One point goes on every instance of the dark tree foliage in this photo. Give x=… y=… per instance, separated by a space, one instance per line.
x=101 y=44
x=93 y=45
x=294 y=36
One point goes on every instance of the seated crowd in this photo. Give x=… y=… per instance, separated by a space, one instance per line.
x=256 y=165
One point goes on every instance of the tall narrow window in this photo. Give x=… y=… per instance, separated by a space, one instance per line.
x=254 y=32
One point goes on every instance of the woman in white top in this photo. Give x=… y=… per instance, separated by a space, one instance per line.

■ ■ ■ ■ ■ ■ ■

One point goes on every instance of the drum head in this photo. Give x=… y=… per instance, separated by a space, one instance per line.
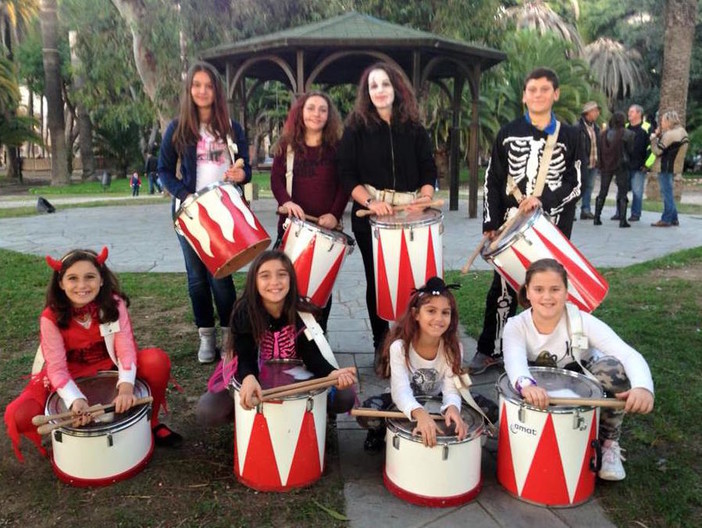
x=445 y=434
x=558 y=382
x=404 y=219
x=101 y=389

■ ■ ■ ■ ■ ■ ■

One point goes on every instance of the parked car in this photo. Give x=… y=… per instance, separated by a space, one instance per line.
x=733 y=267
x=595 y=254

■ ■ ■ ■ ■ ■ ■

Exercise directions | Look above for the line with "One point goes on every instance of the seated" and the line with "One point goes on every instance of the woman"; transcribe both and all lines in between, exactly, and nothing else.

Reply |
One point goes on every instance of the seated crowd in this photo. Give x=… y=… per instance, separated by a space, one instance per line.
x=256 y=165
One point goes on every instance of the tall narrow window in this photo. Give x=… y=… per instance, separated by a space, one instance per line.
x=254 y=32
One point goes on every instance of the woman in white top in this photo. Give x=… y=… per instance, separated by a space, one instance per line.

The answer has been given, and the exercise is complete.